───── The data ─────

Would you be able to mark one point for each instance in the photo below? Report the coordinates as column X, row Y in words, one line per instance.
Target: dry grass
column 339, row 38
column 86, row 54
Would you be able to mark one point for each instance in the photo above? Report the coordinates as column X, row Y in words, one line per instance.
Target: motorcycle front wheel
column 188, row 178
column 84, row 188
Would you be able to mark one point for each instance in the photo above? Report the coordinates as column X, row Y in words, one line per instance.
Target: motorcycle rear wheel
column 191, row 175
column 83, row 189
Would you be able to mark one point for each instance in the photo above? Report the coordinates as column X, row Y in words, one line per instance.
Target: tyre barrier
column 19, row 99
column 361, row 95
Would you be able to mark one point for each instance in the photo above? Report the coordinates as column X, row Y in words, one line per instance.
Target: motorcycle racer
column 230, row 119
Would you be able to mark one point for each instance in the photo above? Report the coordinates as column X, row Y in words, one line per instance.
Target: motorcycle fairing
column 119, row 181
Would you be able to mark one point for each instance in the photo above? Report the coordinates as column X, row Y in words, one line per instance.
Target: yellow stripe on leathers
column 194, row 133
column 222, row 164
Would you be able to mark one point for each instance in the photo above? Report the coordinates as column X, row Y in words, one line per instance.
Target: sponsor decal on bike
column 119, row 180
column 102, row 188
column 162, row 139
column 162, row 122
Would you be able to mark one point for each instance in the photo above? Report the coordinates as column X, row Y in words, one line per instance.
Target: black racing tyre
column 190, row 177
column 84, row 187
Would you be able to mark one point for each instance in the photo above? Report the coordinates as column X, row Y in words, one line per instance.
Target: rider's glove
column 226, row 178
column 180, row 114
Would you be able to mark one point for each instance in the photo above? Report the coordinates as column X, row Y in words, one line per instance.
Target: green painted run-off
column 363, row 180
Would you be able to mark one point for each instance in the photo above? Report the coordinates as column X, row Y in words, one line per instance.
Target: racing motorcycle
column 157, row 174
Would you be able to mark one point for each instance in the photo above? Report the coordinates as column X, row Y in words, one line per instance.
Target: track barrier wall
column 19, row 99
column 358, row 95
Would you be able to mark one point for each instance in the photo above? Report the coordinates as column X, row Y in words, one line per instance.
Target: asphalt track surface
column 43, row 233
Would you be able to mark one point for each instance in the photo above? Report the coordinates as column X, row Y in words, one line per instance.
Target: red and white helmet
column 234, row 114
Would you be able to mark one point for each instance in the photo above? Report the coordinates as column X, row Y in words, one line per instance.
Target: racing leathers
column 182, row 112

─────

Verbatim reproduction of the entries is required.

Would you be able to mark one point for each instance in the photo below? Report the coordinates as column X, row Y in words, one line per instance.
Target: dry grass
column 339, row 38
column 86, row 54
Would you be able to mark one point for each instance in the photo above? Report the coordinates as column X, row Y in words, one line per instance.
Target: motorcycle front wheel
column 188, row 178
column 84, row 188
Would you be able to mark one point for each instance in the photo above? Report the coordinates as column X, row Y in words, one line per instance.
Target: motorcycle rear wheel
column 191, row 175
column 83, row 189
Would you be able to mark one point for each instance in the photo above? Report the coordinates as column X, row Y in words, one line per instance.
Target: tyre barrier
column 19, row 99
column 361, row 95
Would you be able to mark one point for each instance in the photo above? Report the coordinates as column X, row Y in words, one line per instance.
Target: motorcycle racer
column 230, row 119
Would you be able to mark one point for each instance in the photo above? Report the coordinates as column X, row Y in words, one line per instance.
Target: motorcycle fairing
column 119, row 181
Would you be able to mark one point for each instance in the photo above? Report the coordinates as column X, row Y in words, one line per instance.
Target: yellow stripe on leathers
column 194, row 133
column 222, row 164
Would you be able to mark one point for each instance in the photo above? Report the coordinates as column X, row Y in words, one line per instance.
Target: sponsor decal on bike
column 119, row 180
column 102, row 188
column 162, row 139
column 162, row 122
Would you be able to mark one point for each instance in the photo above? Report the coordinates as column X, row Y in words, one line per instance.
Target: black racing tyre
column 190, row 177
column 84, row 187
Would you be able to mark one point for each instance in the photo above? Report the coordinates as column X, row Y in words, one line per instance.
Target: rider's glove
column 226, row 178
column 180, row 114
Would you be able to mark one point for each instance in the photo above? Report the coordinates as column X, row Y in words, one line per instance.
Target: green painted run-off
column 363, row 180
Would you be able to mark one point for each instance in the photo above? Report the coordinates as column X, row Y in words, one line per instance.
Target: racing motorcycle
column 157, row 174
Would you be able to mark one point for each instance in the photo above? Report the coordinates as column X, row Y in words, one line per instance.
Target: track barrier wall
column 19, row 99
column 358, row 95
Would you be able to mark one point for each instance in the photo above? Report the coordinates as column X, row Y in words, one line per instance.
Target: asphalt track surface
column 43, row 233
Would you be able to mark one point for each instance in the photo above? Report the coordinates as column X, row Y in words, one line per instance.
Target: red and white helmet
column 234, row 114
Would you be able to mark one point for each instance in the photo above? Report the coordinates as column X, row Y in words, one line per instance.
Target: racing leathers
column 182, row 112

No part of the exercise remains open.